_Directions_
Please convert the lines of every entry below into a JSON list of strings, with one string per line and blank lines left out.

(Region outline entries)
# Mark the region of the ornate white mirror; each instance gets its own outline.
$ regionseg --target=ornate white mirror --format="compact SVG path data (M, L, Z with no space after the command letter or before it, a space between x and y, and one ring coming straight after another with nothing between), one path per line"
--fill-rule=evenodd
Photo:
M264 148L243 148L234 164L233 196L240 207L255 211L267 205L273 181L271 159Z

_Full output_
[
  "# Mark the region of the ornate white mirror; each instance gets its own outline.",
  "$ regionseg --target=ornate white mirror --format=\"compact SVG path data (M, L, Z with no space after the command letter or before it, a space between x and y, and one ring coming straight after another with nothing between), one path per line\"",
  "--fill-rule=evenodd",
  "Photo:",
  "M264 148L243 148L234 164L233 196L240 207L255 211L267 205L273 181L271 159Z"
]